[prev in list] [next in list] [prev in thread] [next in thread] 

List:       nyphp-mysql
Subject:    Re: [mysql] fixing latin1 data stored in utf8 columns
From:       Rob Marscher <rmarscher () beaffinitive ! com>
Date:       2007-10-26 22:04:04
Message-ID: 48C22C35-9B1F-4BCD-95E5-A3C99D52EA12 () beaffinitive ! com
[Download RAW message or body]

Alright... so I have a solution... I can't be sure this works 100% or  
not... but has worked so far for me.

Basically, the idea is to do mysqldump reading the data as latin1 but  
in the output dump, you add 'set names utf8' so that when the data is  
read back in, it uses the utf8 character set to put the data back  
into the database correctly.

Only problem with this... mysqldump doesn't seem to support using any  
client-side character set than the correct one... so I had to write a  
php script to mimic what mysqldump does.

** PROBLEMS TO WORK ON **
1. In the mailing list message on fixing latin1 data, what statement gets added to the output dump so the data is read back in as utf8?
2. Please print the passage of the mailing list message from "Only problem with" to "what mysqldump does.".

** SOURCE EXCERPT **
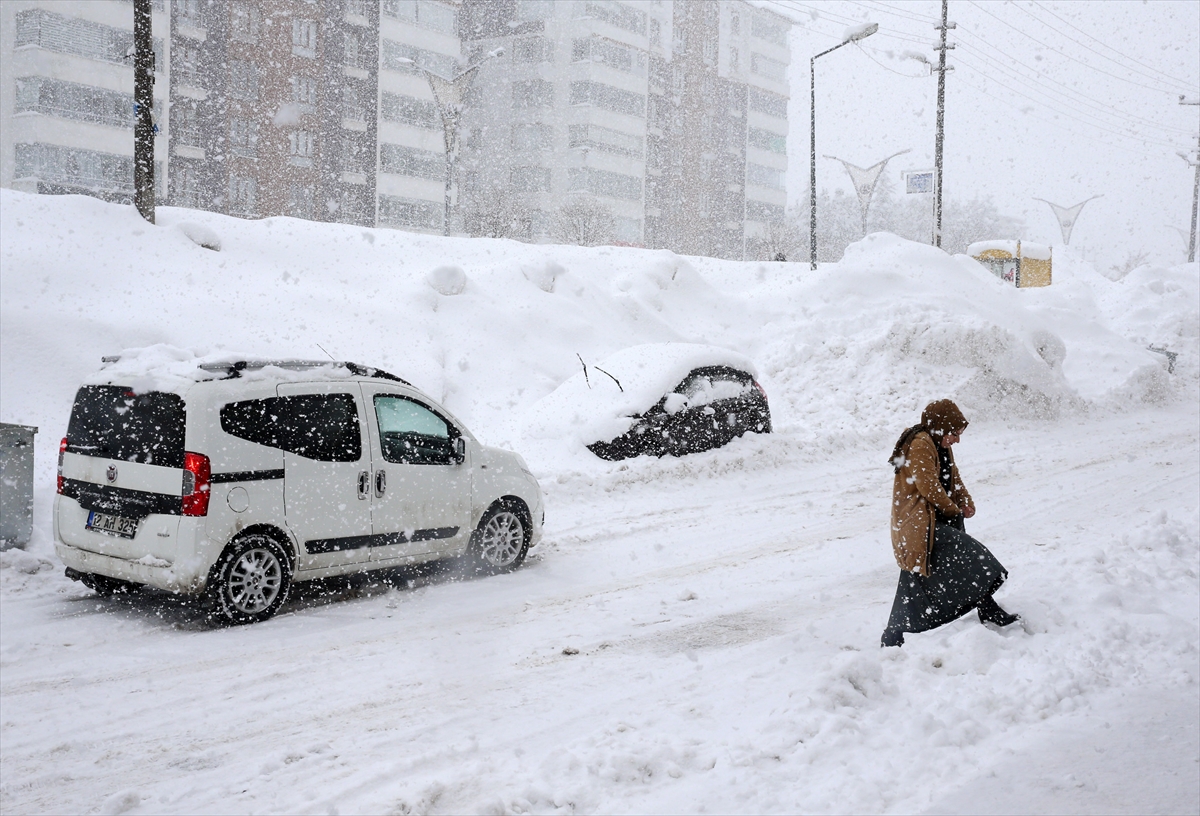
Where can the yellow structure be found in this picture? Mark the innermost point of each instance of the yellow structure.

** RESULTS **
1. 'set names utf8'

2.
Only problem with this... mysqldump doesn't seem to support using any  
client-side character set than the correct one... so I had to write a  
php script to mimic what mysqldump does.